***** Material to process *****
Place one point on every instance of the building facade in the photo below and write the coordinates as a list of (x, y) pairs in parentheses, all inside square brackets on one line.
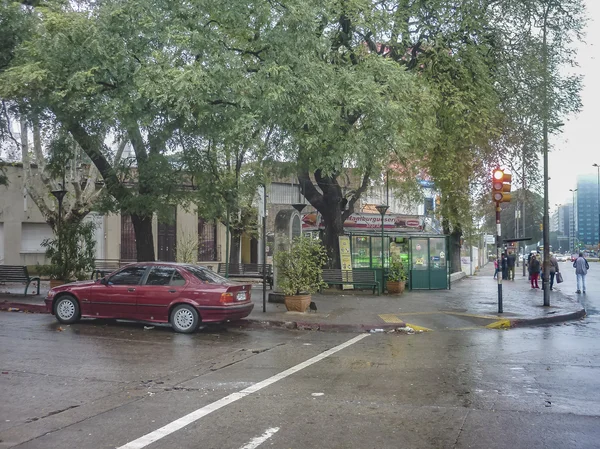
[(23, 229), (587, 211)]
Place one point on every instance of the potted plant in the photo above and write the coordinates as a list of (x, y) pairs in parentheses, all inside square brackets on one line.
[(299, 272), (396, 280)]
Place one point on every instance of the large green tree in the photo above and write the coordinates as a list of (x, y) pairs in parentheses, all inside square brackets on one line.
[(101, 76)]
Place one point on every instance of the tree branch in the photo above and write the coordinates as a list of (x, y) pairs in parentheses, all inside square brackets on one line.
[(314, 197)]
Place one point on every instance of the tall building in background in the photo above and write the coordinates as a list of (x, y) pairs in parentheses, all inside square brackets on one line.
[(564, 220), (587, 210)]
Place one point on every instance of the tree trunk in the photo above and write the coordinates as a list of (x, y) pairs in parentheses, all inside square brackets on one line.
[(455, 237), (144, 241)]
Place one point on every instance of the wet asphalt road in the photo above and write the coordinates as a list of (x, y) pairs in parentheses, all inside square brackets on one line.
[(105, 384)]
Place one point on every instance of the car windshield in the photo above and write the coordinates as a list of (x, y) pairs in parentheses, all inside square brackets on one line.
[(206, 275)]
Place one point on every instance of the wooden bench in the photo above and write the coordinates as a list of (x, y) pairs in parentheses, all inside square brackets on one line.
[(16, 273), (102, 267), (356, 277), (247, 270)]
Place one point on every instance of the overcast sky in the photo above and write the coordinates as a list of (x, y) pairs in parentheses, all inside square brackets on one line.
[(579, 146)]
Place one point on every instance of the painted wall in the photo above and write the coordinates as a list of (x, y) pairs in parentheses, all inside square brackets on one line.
[(16, 208)]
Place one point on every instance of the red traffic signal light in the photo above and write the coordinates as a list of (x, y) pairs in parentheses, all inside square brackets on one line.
[(501, 186)]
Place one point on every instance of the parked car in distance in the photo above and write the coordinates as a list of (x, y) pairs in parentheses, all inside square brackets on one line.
[(183, 295)]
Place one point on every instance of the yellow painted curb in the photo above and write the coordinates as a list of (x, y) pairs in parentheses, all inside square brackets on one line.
[(501, 324), (419, 328), (390, 318)]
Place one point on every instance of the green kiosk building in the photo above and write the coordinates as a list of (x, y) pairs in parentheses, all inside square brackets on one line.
[(424, 253)]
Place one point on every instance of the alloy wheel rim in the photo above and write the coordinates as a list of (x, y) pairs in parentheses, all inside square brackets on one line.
[(65, 309), (184, 318)]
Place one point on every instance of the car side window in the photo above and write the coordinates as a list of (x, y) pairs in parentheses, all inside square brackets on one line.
[(160, 275), (177, 280), (128, 276)]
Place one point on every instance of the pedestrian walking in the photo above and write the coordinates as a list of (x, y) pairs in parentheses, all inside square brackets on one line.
[(534, 271), (553, 269), (581, 266), (512, 260)]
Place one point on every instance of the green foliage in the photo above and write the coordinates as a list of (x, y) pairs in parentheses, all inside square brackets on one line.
[(396, 272), (71, 252), (299, 270)]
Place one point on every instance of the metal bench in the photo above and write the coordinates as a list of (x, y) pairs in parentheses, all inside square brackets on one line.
[(102, 267), (16, 273), (357, 277), (247, 270)]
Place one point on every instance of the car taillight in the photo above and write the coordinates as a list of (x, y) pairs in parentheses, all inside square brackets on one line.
[(226, 298)]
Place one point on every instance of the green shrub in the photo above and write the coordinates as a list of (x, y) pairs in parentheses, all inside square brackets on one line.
[(396, 271), (75, 257), (299, 270)]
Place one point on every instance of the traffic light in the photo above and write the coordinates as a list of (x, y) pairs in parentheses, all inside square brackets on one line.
[(501, 186)]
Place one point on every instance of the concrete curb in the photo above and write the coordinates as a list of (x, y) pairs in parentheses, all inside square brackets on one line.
[(23, 307), (314, 326), (253, 323)]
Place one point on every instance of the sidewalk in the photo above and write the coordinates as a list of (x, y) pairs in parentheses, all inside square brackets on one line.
[(470, 304)]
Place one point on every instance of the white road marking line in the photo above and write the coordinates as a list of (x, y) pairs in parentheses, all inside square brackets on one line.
[(255, 442), (180, 423)]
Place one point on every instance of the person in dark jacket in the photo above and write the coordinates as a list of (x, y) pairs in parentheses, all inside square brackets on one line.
[(534, 271), (581, 266)]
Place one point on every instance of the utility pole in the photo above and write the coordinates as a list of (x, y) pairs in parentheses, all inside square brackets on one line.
[(546, 219), (500, 194), (598, 205)]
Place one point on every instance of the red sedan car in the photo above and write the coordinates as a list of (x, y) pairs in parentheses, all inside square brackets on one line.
[(180, 294)]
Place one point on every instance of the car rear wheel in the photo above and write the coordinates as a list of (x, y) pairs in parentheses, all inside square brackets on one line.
[(66, 309), (185, 319)]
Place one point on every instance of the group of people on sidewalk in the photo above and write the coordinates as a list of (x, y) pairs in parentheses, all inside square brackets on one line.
[(534, 264)]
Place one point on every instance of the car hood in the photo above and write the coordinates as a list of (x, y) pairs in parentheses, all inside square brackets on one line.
[(71, 285)]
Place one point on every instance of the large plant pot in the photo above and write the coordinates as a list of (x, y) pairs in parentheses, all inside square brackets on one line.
[(297, 303), (396, 287), (56, 283)]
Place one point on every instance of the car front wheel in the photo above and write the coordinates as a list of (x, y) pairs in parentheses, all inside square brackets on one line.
[(66, 310), (185, 319)]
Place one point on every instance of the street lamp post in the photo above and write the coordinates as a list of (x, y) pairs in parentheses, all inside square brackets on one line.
[(382, 209), (598, 200), (573, 212)]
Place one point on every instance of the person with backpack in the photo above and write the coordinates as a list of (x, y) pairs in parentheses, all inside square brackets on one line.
[(581, 266), (553, 269)]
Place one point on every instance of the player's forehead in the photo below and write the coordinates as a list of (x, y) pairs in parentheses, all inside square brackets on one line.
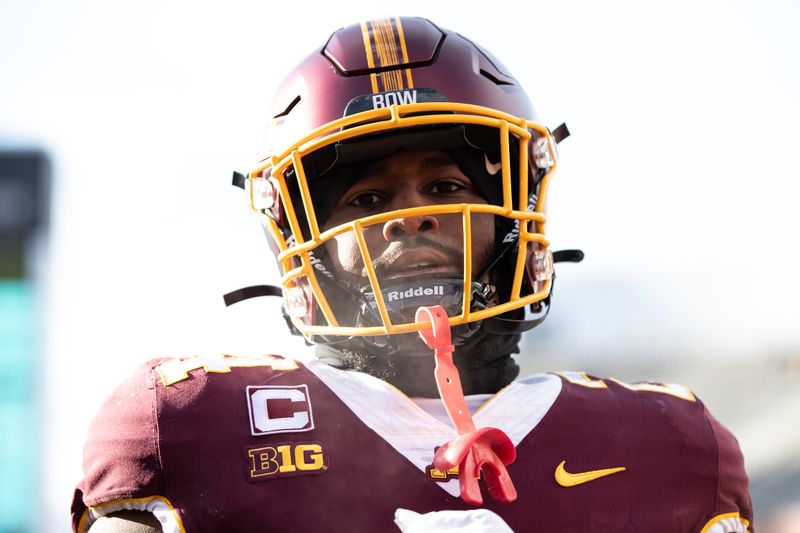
*****
Output the records from the beginning up to and including the line containing "[(314, 197)]" as a JSON list of strings, one string per line, with blank lines omitted. Leave the pictures out.

[Task output]:
[
  "Place one point on every instance of the building facade in the photo below and write the coordinates as a list of (x, y) pairs in parentheses, all inside square brackets on one line.",
  "[(23, 229), (587, 211)]",
  "Place one point on every instance of the potted plant in the photo above and write the coordinates as a list of (x, y) pairs in parentheses, all inside square brackets on one line.",
  "[(299, 272), (396, 280)]",
  "Place one point on every instance of the large green tree in the photo above and write the coordinates as a list of (x, y) pairs in parentheses, all inside square brackets on one line.",
  "[(101, 76)]",
  "Place one point on every instance of the tree branch in the photo above and write the coordinates as a list of (x, y) pairs in parentheses, all inside square brackets on one line.",
  "[(314, 197)]"
]